What you should do: Gather every line below that contains the word "sidewalk", and copy each of those lines out in full.

[Photo labels with boxes]
+ + +

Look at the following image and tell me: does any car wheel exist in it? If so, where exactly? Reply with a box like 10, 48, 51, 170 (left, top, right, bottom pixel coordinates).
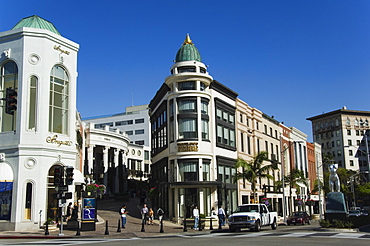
254, 220, 261, 232
271, 219, 277, 230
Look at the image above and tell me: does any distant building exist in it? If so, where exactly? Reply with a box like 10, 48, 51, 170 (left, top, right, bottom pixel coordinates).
0, 16, 84, 231
149, 33, 238, 222
307, 107, 370, 176
82, 105, 151, 189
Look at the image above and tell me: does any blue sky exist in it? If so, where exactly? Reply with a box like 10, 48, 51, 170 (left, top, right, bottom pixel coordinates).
0, 0, 370, 141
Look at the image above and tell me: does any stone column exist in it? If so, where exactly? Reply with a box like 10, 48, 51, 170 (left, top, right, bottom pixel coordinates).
100, 146, 109, 187
85, 144, 95, 175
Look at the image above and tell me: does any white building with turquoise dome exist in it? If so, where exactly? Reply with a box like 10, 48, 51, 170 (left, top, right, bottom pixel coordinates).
149, 35, 238, 222
0, 16, 83, 231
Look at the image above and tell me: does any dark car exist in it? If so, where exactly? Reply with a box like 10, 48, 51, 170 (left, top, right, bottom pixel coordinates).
287, 211, 311, 225
348, 210, 361, 217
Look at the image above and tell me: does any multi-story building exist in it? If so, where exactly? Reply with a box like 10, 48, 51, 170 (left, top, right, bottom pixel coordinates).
307, 107, 370, 178
149, 36, 237, 221
0, 16, 84, 230
83, 105, 151, 184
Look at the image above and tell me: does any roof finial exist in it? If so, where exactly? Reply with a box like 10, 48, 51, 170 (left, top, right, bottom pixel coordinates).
184, 33, 193, 44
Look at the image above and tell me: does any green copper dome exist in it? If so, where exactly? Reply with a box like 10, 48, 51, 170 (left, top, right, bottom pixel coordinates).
12, 15, 60, 35
175, 34, 202, 62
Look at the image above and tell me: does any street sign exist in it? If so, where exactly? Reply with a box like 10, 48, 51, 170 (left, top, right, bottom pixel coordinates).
55, 185, 68, 192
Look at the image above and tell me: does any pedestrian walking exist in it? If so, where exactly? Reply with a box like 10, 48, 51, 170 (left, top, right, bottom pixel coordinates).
141, 203, 149, 225
148, 208, 154, 225
157, 208, 164, 225
193, 206, 199, 230
120, 205, 128, 229
218, 206, 226, 226
66, 202, 73, 222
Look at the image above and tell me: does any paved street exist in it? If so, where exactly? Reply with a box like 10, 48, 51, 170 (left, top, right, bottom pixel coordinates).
0, 198, 370, 246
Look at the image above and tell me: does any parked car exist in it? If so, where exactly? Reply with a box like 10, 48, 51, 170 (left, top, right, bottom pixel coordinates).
361, 209, 369, 216
348, 210, 361, 217
287, 211, 311, 225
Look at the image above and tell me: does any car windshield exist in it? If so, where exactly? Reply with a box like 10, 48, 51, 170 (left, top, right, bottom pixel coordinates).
235, 205, 258, 213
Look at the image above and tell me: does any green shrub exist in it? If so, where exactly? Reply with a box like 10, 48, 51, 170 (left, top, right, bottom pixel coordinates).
331, 220, 344, 228
319, 220, 331, 228
344, 221, 353, 228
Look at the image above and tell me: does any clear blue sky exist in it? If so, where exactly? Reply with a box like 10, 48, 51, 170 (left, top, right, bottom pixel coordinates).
0, 0, 370, 141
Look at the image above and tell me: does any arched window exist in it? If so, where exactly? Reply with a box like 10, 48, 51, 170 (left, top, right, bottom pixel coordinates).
0, 61, 18, 132
28, 76, 38, 130
0, 162, 14, 220
24, 183, 32, 220
49, 66, 69, 134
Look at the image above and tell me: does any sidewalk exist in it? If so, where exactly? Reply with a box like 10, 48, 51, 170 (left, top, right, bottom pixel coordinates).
0, 198, 202, 239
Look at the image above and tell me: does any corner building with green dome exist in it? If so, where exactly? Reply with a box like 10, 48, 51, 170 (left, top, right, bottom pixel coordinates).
149, 35, 238, 223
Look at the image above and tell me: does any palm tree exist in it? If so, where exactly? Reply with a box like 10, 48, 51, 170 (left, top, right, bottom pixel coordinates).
284, 169, 308, 211
234, 151, 277, 201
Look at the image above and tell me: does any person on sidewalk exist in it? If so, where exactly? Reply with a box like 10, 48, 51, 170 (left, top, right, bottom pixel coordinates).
141, 203, 149, 225
148, 208, 154, 225
120, 205, 128, 229
193, 206, 199, 231
66, 202, 73, 222
218, 206, 226, 226
157, 208, 164, 225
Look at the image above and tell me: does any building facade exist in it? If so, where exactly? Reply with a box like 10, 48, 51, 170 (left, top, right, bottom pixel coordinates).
308, 107, 370, 180
149, 36, 237, 221
0, 16, 83, 230
83, 105, 151, 184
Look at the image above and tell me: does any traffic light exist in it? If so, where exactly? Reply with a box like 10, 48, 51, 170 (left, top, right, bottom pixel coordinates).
5, 87, 18, 115
54, 167, 64, 186
66, 166, 74, 185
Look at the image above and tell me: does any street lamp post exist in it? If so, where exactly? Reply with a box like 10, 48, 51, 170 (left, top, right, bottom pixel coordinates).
343, 132, 370, 182
280, 138, 303, 222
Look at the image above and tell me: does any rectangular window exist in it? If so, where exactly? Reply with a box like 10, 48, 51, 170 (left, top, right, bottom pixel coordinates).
202, 159, 211, 181
240, 132, 244, 152
116, 120, 134, 126
179, 161, 198, 182
178, 81, 196, 91
135, 129, 144, 135
28, 76, 38, 130
178, 100, 197, 113
177, 66, 196, 73
201, 100, 208, 114
135, 140, 144, 145
179, 119, 198, 139
202, 119, 209, 140
135, 118, 144, 124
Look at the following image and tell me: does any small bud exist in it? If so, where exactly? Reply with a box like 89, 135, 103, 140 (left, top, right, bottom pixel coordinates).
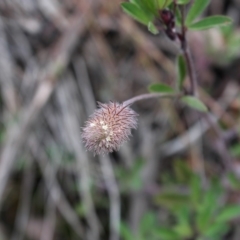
82, 102, 137, 154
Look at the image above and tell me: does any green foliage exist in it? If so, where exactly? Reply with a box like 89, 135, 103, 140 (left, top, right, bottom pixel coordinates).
188, 16, 232, 31
181, 96, 208, 112
177, 55, 187, 91
185, 0, 210, 26
122, 3, 153, 25
121, 160, 240, 240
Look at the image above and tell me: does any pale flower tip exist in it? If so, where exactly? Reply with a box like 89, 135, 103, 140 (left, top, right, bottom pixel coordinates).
82, 102, 138, 155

+ + +

Reply:
Look at the image above and tell me: does any sidewalk exist in it? If so, where exactly? Reply with a box like 10, 48, 51, 170 (left, top, right, bottom pixel coordinates).
Look at the image above and tell me: does any person on sidewalk exist in it? If so, where exactly? Reply with a box like 10, 48, 51, 170 (left, top, right, bottom pixel coordinates).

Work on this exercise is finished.